Wybrany fragment →
((

Wiek chronologiczny o niczym nie świadczy. Znam niedojrzałych dorosłych i zachwycająco dojrzałą młodzież. Znów chodzi o to, by nie forsować siebie do postaw, na które w danym momencie nie jesteśmy gotowi, tylko po to, by w oczach społeczeństwa wywiązać się z planu. Podoba mi się, że matkami dziewczyny zostają później niż dawniej, bo jest szansa, że wchodzą w ten stan z większą świadomością, z poszerzoną wiedzą na własny temat, zaleczonymi ranami. Tak, myślę, że w aktywnościach artystycznych miałam odwagę bawić się granicami i często je przekraczać.

A moda? To też Twój wyzwolony język – „gadasz” ubraniami i stylizacjami, ale widać, że to nie jest tylko sceniczny kostium. Jesteś w tym wszystkim stylowa i nowoczesna, jakkolwiek „oldschoolowo” by to nie brzmiało. Odmładza Cię to? Czy gardzisz tym określeniem?

))

Przykłady etykietowania punktów:

((

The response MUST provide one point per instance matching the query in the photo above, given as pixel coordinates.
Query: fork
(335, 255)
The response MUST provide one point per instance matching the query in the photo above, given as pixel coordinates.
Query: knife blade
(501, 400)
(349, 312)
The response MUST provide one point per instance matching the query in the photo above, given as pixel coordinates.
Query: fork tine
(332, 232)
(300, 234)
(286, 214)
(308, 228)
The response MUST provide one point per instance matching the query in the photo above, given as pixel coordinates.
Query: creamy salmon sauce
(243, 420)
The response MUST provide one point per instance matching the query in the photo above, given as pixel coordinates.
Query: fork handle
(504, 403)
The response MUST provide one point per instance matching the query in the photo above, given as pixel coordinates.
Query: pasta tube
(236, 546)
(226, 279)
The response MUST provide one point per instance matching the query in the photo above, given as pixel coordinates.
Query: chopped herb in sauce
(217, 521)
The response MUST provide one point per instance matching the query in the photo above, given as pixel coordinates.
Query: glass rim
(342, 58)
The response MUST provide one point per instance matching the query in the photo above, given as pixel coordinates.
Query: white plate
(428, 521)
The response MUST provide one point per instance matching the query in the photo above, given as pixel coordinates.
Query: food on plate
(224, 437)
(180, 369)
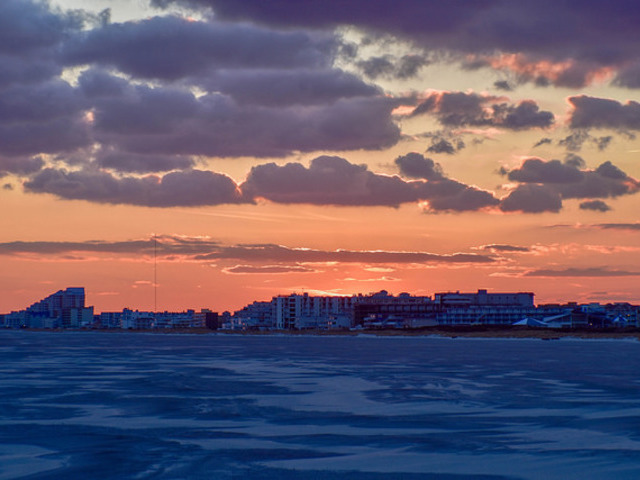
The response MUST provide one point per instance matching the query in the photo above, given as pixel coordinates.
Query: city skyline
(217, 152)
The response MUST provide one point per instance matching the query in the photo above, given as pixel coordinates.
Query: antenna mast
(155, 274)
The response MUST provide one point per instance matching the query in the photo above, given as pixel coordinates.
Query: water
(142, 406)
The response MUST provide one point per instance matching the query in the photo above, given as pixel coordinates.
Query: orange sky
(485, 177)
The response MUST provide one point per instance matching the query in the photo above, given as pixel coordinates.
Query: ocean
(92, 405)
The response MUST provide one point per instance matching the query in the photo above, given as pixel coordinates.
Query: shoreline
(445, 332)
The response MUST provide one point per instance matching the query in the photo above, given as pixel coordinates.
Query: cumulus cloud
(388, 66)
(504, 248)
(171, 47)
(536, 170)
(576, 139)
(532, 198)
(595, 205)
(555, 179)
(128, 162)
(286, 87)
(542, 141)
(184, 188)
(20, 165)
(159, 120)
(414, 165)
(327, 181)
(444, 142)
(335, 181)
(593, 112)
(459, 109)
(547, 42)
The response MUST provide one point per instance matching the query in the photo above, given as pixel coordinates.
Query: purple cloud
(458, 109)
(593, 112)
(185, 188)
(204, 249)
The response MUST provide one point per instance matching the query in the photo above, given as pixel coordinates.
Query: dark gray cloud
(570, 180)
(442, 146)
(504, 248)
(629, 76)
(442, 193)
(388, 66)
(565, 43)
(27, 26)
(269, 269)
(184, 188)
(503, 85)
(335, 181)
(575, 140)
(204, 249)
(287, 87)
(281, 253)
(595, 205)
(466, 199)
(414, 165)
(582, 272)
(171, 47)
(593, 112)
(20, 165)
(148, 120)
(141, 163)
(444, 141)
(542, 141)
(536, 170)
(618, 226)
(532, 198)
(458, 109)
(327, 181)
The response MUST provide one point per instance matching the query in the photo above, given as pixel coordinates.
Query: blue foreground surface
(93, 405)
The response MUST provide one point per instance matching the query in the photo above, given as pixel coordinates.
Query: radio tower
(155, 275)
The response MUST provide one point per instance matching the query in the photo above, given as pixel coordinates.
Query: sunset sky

))

Zestaw zadań →
• a. Wypisz z fragmentu wszystkie zdania zakończone znakiem zapytania, w kolejności, w jakiej się pojawiają.
• b. Przepisz z fragmentu wszystko od słów „Wiek chronologiczny o” aż do słów „gardzisz tym określeniem?”.

Odpowiedzi pisemne →
• a.
A moda?
Odmładza Cię to?
Czy gardzisz tym określeniem?

• b.
Wiek chronologiczny o niczym nie świadczy. Znam niedojrzałych dorosłych i zachwycająco dojrzałą młodzież. Znów chodzi o to, by nie forsować siebie do postaw, na które w danym momencie nie jesteśmy gotowi, tylko po to, by w oczach społeczeństwa wywiązać się z planu. Podoba mi się, że matkami dziewczyny zostają później niż dawniej, bo jest szansa, że wchodzą w ten stan z większą świadomością, z poszerzoną wiedzą na własny temat, zaleczonymi ranami. Tak, myślę, że w aktywnościach artystycznych miałam odwagę bawić się granicami i często je przekraczać.

A moda? To też Twój wyzwolony język – „gadasz” ubraniami i stylizacjami, ale widać, że to nie jest tylko sceniczny kostium. Jesteś w tym wszystkim stylowa i nowoczesna, jakkolwiek „oldschoolowo” by to nie brzmiało. Odmładza Cię to? Czy gardzisz tym określeniem?